Copy all of the following data line for line, without changing anything.

───── Data in this exercise

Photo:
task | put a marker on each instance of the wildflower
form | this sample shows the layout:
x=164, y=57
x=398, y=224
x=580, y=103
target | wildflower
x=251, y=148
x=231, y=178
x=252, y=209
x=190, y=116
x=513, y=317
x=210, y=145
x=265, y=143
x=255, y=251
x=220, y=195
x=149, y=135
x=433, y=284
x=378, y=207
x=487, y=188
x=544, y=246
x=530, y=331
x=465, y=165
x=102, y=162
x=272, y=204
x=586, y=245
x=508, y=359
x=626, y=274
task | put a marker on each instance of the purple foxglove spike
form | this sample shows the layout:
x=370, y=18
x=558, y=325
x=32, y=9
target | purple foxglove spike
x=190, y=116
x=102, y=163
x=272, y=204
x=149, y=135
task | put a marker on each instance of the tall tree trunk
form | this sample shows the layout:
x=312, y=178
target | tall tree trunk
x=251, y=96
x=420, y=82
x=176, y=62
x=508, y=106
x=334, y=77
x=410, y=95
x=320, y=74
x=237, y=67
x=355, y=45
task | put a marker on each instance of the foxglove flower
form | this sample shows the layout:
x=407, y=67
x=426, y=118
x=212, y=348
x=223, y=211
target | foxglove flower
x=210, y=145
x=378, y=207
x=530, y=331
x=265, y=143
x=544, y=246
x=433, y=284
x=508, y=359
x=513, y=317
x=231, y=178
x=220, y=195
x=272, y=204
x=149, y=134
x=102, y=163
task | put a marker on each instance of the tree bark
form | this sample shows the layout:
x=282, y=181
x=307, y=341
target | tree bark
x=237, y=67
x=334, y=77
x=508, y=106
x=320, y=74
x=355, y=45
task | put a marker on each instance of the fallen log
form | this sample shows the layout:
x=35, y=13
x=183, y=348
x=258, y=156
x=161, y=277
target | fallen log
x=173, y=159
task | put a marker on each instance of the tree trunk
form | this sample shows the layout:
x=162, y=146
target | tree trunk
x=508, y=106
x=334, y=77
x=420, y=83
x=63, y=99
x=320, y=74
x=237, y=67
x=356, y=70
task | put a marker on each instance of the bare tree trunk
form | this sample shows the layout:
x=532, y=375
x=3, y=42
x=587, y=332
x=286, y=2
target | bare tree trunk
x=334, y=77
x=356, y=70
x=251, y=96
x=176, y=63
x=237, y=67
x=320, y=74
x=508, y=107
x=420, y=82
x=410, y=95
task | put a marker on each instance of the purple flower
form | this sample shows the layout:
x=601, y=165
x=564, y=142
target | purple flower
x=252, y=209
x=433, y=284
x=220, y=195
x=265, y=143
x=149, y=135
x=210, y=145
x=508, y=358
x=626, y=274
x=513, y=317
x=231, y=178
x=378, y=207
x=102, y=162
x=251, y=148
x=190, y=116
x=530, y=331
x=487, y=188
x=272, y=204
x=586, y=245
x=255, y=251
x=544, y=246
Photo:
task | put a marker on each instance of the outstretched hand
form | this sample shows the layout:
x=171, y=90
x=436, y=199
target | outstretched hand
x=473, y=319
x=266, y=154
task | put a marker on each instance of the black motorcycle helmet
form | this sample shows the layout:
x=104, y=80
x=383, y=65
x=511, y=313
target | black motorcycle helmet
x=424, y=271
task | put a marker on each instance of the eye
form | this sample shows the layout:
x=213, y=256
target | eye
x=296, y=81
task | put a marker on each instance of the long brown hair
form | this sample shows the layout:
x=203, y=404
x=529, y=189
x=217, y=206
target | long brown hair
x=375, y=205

──────────

Right answer
Photo:
task | put a marker on each instance of the wildflower
form | this sample shows the layout:
x=164, y=57
x=398, y=224
x=580, y=103
target | wildflower
x=251, y=148
x=231, y=178
x=252, y=209
x=190, y=116
x=513, y=317
x=210, y=145
x=265, y=143
x=255, y=251
x=220, y=195
x=149, y=135
x=433, y=284
x=378, y=207
x=487, y=188
x=544, y=246
x=530, y=331
x=465, y=165
x=102, y=162
x=272, y=204
x=586, y=245
x=508, y=359
x=626, y=274
task | put a marker on each instance of the purple foxglove spike
form | this sample shows the layout:
x=370, y=18
x=558, y=325
x=32, y=9
target | purple foxglove spike
x=190, y=116
x=102, y=163
x=272, y=204
x=149, y=135
task | put a marker on each instance of the tall tree trunk
form | this sample shows the layout:
x=312, y=178
target | tall tree trunk
x=251, y=96
x=420, y=82
x=176, y=62
x=508, y=106
x=334, y=77
x=410, y=95
x=320, y=74
x=237, y=67
x=355, y=45
task | put a marker on each instance of the foxglove flower
form | this sample shows the layout:
x=407, y=67
x=426, y=118
x=212, y=348
x=223, y=211
target | foxglove flower
x=210, y=145
x=378, y=207
x=530, y=331
x=265, y=143
x=544, y=246
x=433, y=284
x=508, y=359
x=513, y=317
x=231, y=178
x=220, y=195
x=272, y=204
x=149, y=134
x=102, y=163
task | put a marker on each instance of the tree bark
form | this sample shows the layout:
x=282, y=181
x=307, y=341
target | tree bark
x=237, y=67
x=334, y=77
x=508, y=106
x=320, y=74
x=355, y=45
task | put a marker on each instance of the fallen log
form | this sample shows the layout:
x=35, y=13
x=183, y=348
x=258, y=156
x=161, y=277
target | fallen log
x=173, y=159
task | put a marker on each instance of the tree trunk
form | this sample shows the layout:
x=162, y=146
target | tree trunk
x=508, y=106
x=334, y=77
x=420, y=83
x=63, y=99
x=320, y=74
x=237, y=67
x=356, y=70
task | put a marker on each instance of the bare tree trunk
form | this sample shows the layout:
x=532, y=375
x=3, y=42
x=587, y=332
x=286, y=2
target | bare tree trunk
x=334, y=77
x=356, y=70
x=251, y=96
x=176, y=63
x=237, y=67
x=320, y=74
x=508, y=107
x=420, y=82
x=410, y=95
task | put a marker on each instance of the purple flower
form | this sample shows the layout:
x=601, y=165
x=564, y=142
target | purple flower
x=252, y=209
x=433, y=284
x=220, y=195
x=265, y=143
x=149, y=135
x=210, y=145
x=508, y=358
x=626, y=274
x=513, y=317
x=231, y=178
x=378, y=207
x=102, y=162
x=251, y=148
x=190, y=116
x=530, y=331
x=487, y=188
x=272, y=204
x=586, y=245
x=255, y=251
x=544, y=246
Photo:
task | put a marker on each instance of the outstretched hand
form | this sample shows the layout:
x=171, y=90
x=436, y=199
target | outstretched hand
x=473, y=319
x=266, y=154
task | put a marker on each instance of the black motorcycle helmet
form | this sample shows the layout:
x=104, y=80
x=383, y=65
x=511, y=313
target | black motorcycle helmet
x=424, y=271
task | put a marker on each instance of the eye
form | this sample shows the layout:
x=213, y=256
target | eye
x=296, y=81
task | put a marker on each instance of the long brown hair
form | this sample shows the layout:
x=203, y=404
x=529, y=189
x=217, y=206
target | long brown hair
x=375, y=205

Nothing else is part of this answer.